**Selected text:**
September 26, 2009 - The union backing 98 housekeepers fired from three Hyatt hotels in Boston and Cambridge and replaced with cheaper outsourced workers lambasted the Chicago chain's offer yesterday of substitute jobs for them.

Hyatt said it arranged similar, full-time positions for the employees in the Boston market through outsourcing firm United Service Cos., which would match their Hyatt pay rate through 2010.

"Every housekeeping employee who wants a job will have one," Hyatt Regency Boston general manager Phil Stamm said in a statement. "That's our promise."

But Unite Here Local 26, the union representing hotel workers, blasted Hyatt's proposed resolution, calling it a "smokescreen designed to trick people into thinking Hyatt is doing the right thing."

Hyatt also offered to extend health-care benefits until March 31, 2010, for housekeepers who accept the positions. They then would have the option of obtaining benefits through United Service.

"It does not provide the women with the one thing they really deserve," Local 26 president Janice Loux said in a statement. "These women have made it clear that they want to be returned to the jobs they have held for years."

The housekeepers were laid off in a cost-cutting move on Aug. 31. Hyatt has denied claims that they were tricked into training their replacements. The housekeepers made $15 an hour on average, while their replacements from Georgia's Hospitality Staffing Solutions make $8 an hour.

Asked if there remained a chance that Hyatt would give in to Local 26's demands, Hyatt spokeswoman Farley Kern said, "That would put the (replacement) workers out of a job."

Hyatt has faced protests and even a state boycott threat from Gov. Deval Patrick if it fails to rehire the workers.

A spokesman for the governor said Patrick was reviewing Hyatt's offer and "wants to ensure that this is a proposal the workers can depend on and feel is fair."

For the fired housekeepers who want to pursue other career paths, Hyatt said it's teamed with Manpower and Right Management for career services and retraining. Those employees would receive a stipend equal to their Hyatt pay rate through March 2010 or until they get permanent jobs, whichever comes first.

The Greater Boston Chamber of Commerce relocated a financial services forum scheduled at the Hyatt Regency Boston next Friday to the Four Seasons to "mitigate any potential disruption" to its members. It hasn't taken an official position on the matter.

The Boston Taxi Drivers Association has also threatened to refuse service to Hyatt's Boston hotels unless it rehires the workers.

**Information shown:**
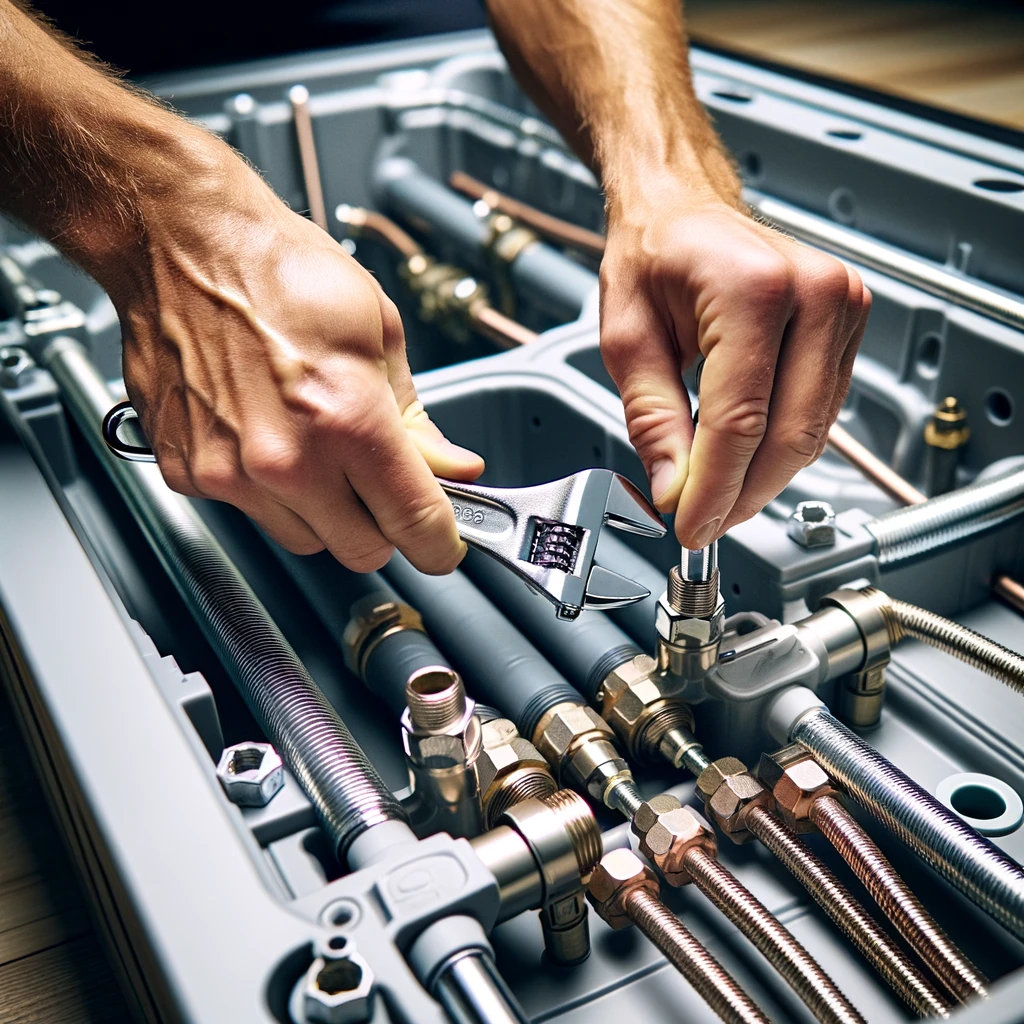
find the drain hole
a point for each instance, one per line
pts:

**Assigned task A:**
List every person named in the Hyatt housekeepers article, with the role the article gives each.
**Assigned task B:**
In the Hyatt housekeepers article, what reason does Hyatt's spokeswoman give when asked whether Hyatt might meet Local 26's demands?
**Assigned task C:**
Rewrite the paragraph of the Hyatt housekeepers article beginning "For the fired housekeepers who want to pursue other career paths" as a bulleted list.

**Result A:**
- Phil Stamm: Hyatt Regency Boston general manager
- Janice Loux: Local 26 president
- Farley Kern: Hyatt spokeswoman
- Deval Patrick: governor

**Result B:**
Farley Kern said that giving in to the union's demands "would put the (replacement) workers out of a job." Returning the fired housekeepers to their old positions would displace the outsourced workers who replaced them.

**Result C:**
For fired housekeepers who choose other career paths:
- Hyatt has teamed with Manpower and Right Management for career services and retraining.
- They would receive a stipend equal to their Hyatt pay rate.
- The stipend lasts through March 2010 or until they get permanent jobs, whichever comes first.